**Problem requirements**
Which lines of the material below contain the string "positive", with case counting? Copy each of those lines in full.

START Record excerpts

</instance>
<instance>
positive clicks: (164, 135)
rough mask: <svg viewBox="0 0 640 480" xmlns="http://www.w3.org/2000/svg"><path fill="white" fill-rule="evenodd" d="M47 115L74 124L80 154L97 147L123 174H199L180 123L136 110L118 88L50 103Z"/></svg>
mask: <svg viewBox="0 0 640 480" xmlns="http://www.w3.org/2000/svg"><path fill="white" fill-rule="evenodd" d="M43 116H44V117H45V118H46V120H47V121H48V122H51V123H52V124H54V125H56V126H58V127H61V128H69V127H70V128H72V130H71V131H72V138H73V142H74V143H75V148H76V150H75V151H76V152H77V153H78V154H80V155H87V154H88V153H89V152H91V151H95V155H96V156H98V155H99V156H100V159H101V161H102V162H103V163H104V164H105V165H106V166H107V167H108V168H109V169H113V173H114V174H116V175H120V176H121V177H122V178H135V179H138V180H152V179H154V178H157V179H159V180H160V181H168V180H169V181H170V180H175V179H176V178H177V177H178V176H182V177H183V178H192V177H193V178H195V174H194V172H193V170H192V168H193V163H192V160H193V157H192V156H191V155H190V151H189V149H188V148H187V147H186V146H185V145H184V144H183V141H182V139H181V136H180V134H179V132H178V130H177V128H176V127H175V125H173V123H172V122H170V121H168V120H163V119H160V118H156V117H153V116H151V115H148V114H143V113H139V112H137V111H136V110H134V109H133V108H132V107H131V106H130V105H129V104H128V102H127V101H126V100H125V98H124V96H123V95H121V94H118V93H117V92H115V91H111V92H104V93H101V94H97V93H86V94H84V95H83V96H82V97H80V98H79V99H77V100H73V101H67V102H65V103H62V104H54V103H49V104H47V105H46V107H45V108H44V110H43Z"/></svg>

END Record excerpts
START Record excerpts

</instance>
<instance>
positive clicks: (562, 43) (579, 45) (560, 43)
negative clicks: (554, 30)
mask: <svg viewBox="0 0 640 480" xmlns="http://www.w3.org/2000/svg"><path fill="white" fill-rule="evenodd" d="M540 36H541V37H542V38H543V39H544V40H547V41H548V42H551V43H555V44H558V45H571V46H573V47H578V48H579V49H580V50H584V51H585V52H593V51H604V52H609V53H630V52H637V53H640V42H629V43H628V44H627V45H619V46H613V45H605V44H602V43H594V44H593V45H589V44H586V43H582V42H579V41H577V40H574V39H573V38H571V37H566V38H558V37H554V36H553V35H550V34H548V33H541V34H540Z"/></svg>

END Record excerpts

**Reply to the exercise**
positive clicks: (164, 135)
positive clicks: (562, 43) (579, 45) (560, 43)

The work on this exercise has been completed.